=== EXERCISE OBJECTIVE ===
How many lines in the entries contain the word "rear"? Case counts, and give only the number.

=== SUPPLIED DATA ===
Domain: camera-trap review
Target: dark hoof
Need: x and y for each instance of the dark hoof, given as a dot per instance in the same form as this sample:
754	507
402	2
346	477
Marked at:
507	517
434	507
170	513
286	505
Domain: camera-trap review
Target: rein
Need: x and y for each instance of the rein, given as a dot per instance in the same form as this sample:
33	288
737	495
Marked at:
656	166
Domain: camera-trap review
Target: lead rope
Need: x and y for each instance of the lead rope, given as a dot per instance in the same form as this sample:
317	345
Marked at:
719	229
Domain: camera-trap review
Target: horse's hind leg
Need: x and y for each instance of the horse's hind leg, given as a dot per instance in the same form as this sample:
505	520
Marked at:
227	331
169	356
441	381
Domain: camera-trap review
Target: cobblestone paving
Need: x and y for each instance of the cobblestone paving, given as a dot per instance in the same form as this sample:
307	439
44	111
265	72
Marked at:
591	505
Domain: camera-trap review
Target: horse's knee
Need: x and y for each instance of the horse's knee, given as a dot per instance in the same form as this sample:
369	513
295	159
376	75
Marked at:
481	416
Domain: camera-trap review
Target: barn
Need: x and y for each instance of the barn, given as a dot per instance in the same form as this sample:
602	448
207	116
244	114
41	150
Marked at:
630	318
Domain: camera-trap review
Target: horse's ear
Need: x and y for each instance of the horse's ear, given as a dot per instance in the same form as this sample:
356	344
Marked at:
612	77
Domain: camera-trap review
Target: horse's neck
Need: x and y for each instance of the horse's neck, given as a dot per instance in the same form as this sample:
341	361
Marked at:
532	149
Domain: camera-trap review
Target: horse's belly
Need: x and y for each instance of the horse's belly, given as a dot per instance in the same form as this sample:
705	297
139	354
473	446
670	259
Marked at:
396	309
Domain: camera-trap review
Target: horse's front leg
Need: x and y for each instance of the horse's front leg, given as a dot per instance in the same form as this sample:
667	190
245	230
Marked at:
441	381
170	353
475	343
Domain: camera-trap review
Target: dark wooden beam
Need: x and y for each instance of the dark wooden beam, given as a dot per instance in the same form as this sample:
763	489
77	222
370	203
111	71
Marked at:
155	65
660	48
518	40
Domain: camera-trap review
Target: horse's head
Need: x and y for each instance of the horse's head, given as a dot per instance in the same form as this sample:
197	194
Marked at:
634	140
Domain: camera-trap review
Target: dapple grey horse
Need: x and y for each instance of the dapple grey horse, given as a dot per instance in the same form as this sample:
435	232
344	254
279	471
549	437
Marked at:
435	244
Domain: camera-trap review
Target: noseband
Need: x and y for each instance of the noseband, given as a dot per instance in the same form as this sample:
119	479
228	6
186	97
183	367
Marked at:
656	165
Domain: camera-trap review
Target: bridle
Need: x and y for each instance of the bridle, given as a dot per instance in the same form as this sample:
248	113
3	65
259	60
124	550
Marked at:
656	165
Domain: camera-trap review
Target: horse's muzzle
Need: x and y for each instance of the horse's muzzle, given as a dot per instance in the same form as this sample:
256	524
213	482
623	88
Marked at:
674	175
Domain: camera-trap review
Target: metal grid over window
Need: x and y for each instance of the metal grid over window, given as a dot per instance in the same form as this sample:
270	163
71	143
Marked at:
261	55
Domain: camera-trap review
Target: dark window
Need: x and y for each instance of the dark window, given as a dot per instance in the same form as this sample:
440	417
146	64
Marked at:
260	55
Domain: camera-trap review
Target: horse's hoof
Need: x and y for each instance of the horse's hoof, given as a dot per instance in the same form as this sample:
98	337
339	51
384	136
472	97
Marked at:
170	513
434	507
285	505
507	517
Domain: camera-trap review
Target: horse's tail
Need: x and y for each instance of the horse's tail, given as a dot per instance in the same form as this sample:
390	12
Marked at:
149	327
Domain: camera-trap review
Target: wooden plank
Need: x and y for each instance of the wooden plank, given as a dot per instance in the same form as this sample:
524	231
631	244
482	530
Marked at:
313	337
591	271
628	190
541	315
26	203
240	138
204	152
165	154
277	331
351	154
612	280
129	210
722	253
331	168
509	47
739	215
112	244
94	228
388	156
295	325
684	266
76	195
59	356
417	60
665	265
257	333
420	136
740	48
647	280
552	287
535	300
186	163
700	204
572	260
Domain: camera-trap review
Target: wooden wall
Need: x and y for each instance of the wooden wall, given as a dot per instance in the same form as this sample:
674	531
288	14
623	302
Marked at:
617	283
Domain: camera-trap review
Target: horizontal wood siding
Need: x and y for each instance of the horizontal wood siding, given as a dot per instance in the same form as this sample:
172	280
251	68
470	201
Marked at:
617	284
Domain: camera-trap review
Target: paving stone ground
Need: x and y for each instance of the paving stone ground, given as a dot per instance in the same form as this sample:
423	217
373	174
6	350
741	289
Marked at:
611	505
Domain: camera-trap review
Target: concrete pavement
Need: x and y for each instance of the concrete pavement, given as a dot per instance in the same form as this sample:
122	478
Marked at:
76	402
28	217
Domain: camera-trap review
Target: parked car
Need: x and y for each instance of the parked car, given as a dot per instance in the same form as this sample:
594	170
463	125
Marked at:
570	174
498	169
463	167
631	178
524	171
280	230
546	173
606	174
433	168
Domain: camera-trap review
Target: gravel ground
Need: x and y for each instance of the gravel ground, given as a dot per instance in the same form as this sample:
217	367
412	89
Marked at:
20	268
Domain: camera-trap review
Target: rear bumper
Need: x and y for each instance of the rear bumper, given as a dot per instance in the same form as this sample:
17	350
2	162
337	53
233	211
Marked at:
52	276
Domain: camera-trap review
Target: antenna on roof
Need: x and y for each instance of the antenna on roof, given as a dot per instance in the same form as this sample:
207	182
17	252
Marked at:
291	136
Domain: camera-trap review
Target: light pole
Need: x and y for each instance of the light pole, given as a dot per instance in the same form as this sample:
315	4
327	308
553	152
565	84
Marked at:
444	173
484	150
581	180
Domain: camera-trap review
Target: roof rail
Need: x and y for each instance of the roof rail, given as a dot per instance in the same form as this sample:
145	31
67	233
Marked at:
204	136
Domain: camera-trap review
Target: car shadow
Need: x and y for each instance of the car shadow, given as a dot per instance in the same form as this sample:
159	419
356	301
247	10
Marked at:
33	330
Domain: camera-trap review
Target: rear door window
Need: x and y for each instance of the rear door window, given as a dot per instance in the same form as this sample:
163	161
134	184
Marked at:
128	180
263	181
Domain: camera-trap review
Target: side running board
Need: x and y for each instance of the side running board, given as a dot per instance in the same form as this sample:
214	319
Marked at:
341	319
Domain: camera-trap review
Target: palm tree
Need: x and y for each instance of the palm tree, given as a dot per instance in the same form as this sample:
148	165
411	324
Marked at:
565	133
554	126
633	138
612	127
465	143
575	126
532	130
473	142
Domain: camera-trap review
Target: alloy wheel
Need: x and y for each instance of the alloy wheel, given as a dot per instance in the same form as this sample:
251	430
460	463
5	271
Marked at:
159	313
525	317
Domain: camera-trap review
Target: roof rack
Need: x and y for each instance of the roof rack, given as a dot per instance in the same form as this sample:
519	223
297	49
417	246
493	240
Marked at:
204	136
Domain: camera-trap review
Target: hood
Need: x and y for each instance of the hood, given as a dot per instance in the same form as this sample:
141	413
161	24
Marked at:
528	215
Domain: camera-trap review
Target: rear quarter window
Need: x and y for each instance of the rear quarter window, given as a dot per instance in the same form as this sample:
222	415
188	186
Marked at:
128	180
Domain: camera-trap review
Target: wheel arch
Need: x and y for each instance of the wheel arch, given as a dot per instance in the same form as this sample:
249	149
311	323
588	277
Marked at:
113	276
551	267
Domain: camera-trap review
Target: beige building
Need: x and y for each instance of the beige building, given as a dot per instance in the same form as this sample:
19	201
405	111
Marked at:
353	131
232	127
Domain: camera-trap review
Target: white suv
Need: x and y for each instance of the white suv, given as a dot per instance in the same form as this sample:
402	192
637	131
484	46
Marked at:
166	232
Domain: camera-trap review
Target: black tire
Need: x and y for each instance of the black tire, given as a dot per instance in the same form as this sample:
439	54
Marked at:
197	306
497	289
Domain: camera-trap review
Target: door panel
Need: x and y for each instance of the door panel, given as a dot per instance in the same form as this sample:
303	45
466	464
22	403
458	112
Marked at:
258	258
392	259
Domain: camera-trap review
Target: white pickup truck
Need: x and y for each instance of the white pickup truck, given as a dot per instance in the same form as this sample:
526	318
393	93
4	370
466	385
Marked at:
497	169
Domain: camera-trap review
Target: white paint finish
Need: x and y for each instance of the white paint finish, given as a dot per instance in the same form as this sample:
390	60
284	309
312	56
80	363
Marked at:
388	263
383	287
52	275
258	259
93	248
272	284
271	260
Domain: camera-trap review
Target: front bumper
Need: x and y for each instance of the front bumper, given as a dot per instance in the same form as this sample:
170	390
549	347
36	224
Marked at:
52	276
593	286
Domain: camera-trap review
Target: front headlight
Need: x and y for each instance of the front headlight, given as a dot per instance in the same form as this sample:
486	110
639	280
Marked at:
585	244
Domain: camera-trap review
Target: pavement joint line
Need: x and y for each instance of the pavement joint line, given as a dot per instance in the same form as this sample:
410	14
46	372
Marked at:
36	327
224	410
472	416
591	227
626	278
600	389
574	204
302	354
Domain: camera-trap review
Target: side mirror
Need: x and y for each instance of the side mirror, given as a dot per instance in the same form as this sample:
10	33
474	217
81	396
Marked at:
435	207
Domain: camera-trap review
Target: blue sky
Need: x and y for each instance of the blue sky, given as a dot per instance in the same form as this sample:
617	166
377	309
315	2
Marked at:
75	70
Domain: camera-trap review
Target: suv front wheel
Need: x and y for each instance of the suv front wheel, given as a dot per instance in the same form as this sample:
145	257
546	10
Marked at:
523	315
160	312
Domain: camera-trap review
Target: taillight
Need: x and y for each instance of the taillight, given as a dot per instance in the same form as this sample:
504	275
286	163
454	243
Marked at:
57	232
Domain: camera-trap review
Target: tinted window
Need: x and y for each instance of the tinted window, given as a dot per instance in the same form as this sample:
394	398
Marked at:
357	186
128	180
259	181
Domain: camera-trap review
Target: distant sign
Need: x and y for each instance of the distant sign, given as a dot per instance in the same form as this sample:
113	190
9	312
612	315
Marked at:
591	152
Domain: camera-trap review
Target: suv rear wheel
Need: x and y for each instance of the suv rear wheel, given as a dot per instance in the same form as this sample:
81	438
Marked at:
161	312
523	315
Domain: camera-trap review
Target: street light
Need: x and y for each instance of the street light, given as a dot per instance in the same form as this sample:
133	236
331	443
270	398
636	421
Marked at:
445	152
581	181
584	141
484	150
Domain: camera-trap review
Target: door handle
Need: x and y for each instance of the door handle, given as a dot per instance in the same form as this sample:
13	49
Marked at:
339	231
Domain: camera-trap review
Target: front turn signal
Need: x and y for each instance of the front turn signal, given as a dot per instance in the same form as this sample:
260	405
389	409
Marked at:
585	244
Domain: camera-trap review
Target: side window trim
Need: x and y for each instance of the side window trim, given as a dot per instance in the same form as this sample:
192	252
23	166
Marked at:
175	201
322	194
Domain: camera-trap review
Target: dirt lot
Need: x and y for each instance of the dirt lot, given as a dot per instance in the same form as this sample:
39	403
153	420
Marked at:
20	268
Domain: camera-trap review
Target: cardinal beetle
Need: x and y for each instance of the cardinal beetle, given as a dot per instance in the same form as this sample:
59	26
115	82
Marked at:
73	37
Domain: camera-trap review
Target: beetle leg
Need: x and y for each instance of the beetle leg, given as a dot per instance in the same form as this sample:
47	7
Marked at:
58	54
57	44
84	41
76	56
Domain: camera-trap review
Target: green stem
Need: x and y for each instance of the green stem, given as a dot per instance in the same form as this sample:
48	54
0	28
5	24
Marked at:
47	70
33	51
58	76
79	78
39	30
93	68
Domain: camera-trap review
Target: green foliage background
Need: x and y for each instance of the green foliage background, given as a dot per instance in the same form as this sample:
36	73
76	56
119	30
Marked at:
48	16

=== TASK RESULT ===
8